## PROMPT
Will you quote only the lines starting at the one that contains "task | put a dot on every instance of the sea" and ending with the last line of the listing below, inclusive?

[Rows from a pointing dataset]
/---

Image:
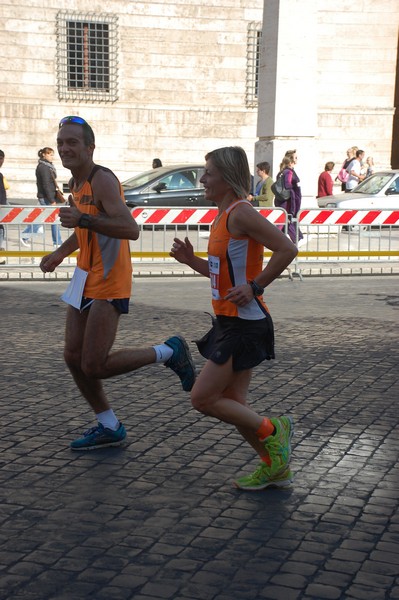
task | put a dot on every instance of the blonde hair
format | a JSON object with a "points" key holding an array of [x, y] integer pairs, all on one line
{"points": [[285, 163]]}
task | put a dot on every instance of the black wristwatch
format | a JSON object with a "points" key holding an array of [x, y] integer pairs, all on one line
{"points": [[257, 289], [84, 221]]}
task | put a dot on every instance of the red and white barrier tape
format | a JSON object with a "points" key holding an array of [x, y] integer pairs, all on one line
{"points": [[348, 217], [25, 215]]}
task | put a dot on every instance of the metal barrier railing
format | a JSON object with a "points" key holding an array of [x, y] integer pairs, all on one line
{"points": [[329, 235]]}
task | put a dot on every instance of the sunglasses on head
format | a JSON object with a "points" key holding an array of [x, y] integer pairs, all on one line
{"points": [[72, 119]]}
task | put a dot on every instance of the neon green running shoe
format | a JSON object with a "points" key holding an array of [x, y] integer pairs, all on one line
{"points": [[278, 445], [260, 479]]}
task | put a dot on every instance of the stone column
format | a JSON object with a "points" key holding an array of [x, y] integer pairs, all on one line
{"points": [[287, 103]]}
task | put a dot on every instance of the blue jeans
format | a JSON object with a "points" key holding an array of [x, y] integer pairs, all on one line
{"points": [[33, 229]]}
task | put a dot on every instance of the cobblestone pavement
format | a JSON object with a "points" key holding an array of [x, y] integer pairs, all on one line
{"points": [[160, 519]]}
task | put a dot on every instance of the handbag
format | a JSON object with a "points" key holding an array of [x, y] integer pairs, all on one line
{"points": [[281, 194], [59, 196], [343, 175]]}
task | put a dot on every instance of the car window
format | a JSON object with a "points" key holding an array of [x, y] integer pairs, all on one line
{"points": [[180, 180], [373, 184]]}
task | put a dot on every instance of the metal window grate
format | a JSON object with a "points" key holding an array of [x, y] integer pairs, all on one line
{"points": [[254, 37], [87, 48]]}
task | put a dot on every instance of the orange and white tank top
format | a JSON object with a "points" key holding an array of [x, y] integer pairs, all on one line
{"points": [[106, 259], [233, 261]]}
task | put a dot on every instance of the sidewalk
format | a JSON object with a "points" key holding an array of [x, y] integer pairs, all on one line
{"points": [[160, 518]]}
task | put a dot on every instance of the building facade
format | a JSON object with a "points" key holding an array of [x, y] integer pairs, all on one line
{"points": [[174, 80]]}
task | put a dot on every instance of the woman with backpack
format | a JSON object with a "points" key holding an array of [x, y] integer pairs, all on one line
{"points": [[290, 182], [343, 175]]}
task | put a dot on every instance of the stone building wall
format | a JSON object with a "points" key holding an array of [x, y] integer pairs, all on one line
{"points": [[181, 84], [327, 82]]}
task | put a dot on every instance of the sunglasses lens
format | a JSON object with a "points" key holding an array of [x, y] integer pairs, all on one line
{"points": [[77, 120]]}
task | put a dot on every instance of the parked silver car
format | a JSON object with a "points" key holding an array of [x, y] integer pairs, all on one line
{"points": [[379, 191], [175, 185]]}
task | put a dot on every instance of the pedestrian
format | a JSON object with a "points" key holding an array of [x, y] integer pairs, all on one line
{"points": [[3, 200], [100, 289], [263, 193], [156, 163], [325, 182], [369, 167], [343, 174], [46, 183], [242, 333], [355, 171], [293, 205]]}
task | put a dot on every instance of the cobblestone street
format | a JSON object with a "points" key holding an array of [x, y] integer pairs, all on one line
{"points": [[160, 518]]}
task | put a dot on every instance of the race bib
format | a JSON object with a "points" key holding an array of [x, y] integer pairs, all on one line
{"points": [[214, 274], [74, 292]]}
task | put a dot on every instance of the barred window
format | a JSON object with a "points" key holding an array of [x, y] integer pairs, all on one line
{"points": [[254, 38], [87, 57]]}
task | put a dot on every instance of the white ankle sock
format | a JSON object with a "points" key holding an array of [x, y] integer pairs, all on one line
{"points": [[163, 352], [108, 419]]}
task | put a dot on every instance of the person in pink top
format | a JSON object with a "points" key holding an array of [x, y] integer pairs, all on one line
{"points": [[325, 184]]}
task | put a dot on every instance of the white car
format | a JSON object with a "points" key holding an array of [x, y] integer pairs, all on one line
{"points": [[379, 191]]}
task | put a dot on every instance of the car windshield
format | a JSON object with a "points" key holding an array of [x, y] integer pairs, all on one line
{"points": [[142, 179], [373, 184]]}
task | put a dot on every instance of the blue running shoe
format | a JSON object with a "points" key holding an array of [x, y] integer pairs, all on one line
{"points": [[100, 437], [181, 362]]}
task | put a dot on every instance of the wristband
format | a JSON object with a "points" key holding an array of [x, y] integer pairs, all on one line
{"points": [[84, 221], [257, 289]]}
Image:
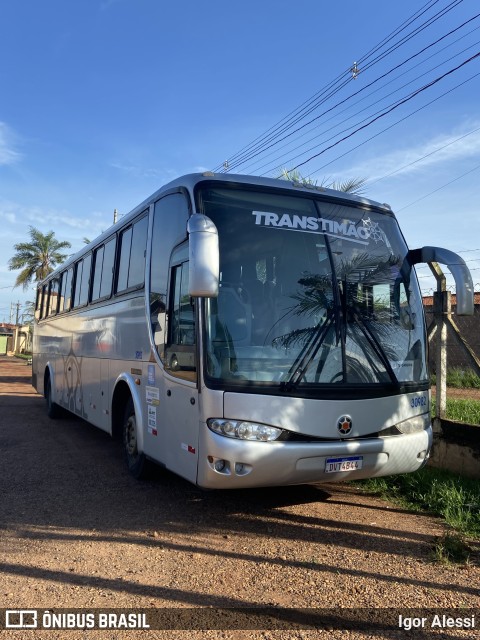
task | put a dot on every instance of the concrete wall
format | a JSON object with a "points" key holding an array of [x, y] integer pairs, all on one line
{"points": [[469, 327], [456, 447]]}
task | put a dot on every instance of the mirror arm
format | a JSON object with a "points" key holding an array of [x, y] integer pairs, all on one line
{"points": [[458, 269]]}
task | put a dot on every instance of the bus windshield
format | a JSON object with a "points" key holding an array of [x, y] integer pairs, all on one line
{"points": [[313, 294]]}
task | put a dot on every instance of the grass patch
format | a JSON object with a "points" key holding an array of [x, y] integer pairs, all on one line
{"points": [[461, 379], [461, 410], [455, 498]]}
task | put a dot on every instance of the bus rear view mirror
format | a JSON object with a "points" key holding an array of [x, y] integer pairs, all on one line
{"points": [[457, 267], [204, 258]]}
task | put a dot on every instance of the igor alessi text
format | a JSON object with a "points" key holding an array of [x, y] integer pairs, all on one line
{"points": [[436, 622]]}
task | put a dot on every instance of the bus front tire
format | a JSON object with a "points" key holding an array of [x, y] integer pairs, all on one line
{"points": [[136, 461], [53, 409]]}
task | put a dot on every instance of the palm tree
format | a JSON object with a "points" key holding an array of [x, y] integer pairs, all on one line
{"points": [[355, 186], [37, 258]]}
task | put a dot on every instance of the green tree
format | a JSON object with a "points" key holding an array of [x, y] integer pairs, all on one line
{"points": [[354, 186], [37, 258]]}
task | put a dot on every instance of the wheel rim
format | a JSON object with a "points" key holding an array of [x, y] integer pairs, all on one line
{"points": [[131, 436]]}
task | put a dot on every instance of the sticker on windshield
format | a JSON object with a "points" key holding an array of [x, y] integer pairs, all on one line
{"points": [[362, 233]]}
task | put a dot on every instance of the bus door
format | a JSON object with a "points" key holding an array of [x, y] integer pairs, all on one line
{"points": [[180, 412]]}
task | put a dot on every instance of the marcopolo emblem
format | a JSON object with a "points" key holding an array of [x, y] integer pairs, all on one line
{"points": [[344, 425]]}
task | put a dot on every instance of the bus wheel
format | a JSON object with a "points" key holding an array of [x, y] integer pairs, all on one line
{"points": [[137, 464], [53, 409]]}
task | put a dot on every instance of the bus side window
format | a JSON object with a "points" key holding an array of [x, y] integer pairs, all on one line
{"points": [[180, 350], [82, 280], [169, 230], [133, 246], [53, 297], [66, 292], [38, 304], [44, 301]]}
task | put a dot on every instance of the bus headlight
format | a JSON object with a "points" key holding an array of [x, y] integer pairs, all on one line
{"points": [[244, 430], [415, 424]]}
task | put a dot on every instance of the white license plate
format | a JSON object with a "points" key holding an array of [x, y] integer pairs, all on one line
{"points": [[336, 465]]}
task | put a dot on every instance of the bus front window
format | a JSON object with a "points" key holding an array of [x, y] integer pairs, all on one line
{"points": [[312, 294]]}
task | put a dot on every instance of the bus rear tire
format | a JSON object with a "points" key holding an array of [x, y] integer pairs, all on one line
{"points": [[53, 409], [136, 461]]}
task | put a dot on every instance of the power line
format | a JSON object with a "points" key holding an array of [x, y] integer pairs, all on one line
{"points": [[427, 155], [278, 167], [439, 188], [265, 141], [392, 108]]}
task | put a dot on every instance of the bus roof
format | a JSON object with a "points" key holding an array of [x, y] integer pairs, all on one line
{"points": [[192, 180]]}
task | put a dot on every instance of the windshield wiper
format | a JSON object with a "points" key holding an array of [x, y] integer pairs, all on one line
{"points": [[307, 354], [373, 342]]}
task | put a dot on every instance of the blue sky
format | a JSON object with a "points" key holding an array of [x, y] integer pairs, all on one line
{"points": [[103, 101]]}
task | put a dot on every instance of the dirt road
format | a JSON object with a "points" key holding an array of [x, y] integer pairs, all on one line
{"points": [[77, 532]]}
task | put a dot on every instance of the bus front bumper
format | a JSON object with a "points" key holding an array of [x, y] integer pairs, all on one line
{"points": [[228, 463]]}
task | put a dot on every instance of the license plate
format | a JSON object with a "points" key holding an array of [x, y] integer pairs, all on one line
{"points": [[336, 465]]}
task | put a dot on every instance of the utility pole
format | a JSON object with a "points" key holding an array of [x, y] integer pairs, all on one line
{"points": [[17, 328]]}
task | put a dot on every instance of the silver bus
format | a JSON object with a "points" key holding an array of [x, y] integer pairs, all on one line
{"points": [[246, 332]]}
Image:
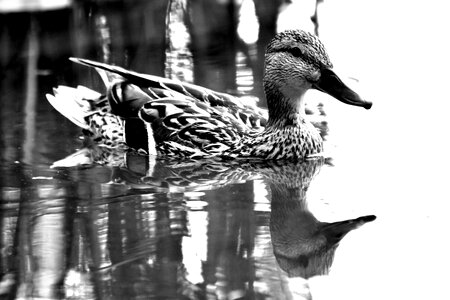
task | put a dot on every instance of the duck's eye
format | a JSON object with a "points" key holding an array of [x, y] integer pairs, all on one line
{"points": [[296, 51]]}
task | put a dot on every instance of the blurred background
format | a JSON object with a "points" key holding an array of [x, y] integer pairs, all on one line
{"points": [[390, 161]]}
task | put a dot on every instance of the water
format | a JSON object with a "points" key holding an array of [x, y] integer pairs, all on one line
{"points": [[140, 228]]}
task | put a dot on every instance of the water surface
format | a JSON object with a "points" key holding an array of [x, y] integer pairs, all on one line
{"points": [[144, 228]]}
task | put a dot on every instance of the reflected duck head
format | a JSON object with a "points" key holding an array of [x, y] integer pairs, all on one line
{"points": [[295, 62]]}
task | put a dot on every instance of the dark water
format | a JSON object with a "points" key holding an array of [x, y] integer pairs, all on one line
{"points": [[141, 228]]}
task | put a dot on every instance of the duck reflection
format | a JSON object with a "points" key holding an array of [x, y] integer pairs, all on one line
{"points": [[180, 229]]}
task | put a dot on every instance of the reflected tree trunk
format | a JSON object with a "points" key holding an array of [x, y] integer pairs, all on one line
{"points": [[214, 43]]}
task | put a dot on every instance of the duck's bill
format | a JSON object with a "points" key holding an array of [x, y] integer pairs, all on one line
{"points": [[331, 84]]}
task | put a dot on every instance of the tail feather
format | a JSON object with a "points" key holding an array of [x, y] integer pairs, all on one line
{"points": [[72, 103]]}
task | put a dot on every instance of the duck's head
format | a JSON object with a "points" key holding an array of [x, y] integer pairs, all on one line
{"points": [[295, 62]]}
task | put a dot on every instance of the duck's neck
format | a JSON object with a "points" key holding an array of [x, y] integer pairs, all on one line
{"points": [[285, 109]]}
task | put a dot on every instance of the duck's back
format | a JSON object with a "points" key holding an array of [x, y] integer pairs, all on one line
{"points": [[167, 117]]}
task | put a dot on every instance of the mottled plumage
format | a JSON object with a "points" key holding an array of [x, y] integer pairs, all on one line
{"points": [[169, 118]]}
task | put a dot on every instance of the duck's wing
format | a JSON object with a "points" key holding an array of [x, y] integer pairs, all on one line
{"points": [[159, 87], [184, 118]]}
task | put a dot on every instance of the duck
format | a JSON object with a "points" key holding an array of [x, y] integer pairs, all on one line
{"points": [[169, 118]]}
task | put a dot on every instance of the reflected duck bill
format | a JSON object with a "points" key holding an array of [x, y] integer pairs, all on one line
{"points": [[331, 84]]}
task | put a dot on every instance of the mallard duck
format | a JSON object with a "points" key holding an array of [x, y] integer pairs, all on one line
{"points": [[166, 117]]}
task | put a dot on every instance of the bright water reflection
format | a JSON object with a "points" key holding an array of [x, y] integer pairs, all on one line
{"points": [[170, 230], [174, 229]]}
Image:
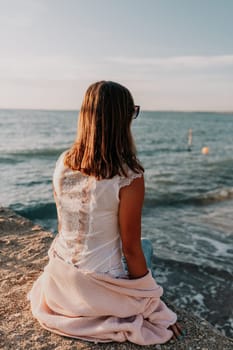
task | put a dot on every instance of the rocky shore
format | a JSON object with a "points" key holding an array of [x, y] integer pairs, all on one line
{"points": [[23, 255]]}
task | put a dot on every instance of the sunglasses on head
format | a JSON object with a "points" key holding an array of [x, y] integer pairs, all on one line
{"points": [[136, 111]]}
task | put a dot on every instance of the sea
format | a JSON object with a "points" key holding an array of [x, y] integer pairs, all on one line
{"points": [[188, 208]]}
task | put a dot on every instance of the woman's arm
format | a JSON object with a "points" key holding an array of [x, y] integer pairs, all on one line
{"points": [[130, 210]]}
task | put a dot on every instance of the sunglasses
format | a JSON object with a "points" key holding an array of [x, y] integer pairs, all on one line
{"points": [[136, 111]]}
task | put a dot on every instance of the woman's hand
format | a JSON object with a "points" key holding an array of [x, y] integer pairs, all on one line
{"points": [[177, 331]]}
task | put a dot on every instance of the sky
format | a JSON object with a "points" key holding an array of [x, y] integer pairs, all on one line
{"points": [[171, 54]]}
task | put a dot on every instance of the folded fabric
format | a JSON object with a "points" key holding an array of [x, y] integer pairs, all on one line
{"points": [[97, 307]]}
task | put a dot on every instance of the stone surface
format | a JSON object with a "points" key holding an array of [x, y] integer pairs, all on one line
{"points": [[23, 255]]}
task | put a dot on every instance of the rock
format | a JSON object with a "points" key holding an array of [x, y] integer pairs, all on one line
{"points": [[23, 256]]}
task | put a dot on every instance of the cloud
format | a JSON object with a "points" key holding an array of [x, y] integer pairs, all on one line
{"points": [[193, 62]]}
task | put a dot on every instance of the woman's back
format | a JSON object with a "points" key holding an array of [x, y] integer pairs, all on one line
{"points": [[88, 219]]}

\---

## TASK RESPONSE
task | put a dot on every instance of the sea
format | a JSON object with a "points" key holding an array of [x, y] integer pairs, all on one line
{"points": [[188, 208]]}
task | put a dot on every instance of the woman's arm
format | a JSON object with a "points" key holding an array of [x, y] integer pairs, all on one line
{"points": [[130, 210]]}
task | put a dot on every instance of the sunglasses
format | a JSON object with a "points" key holding an array of [x, y] integer pairs, all on one line
{"points": [[136, 111]]}
task | put a dot on every instance of the woman's hand
format | a JSON object with a "points" key holding an array of [x, y] integer pairs, all on one line
{"points": [[177, 331]]}
task | put a dot on every instance of the sky
format | a JSON object with a "points" key holding an array of [x, y] integer pairs, all on one line
{"points": [[171, 54]]}
task | put a dot on every instance of the folded fabric
format | a JSON object with a "points" key holding an array of [x, y] integer pairs, all on one line
{"points": [[97, 307]]}
task | put a dot on every instance of the stone surface
format | a JSON object with a "points" key holding an array of [x, y] integer pairs, all on one line
{"points": [[23, 255]]}
task | put a dot on every instance of the rock
format | a JSON object with a "points" key holding an array of [x, y] integer pairs, all on one line
{"points": [[23, 256]]}
task | put a dot on every instance of the cloud
format | a JSON object with a "points" key holding an array of [x, y] integer pairs, all on one line
{"points": [[193, 62]]}
task | put a dot on every instance of the woman's back
format | a JSON object with a "points" key holding an array of [x, y] integer pairs, all on one line
{"points": [[88, 219]]}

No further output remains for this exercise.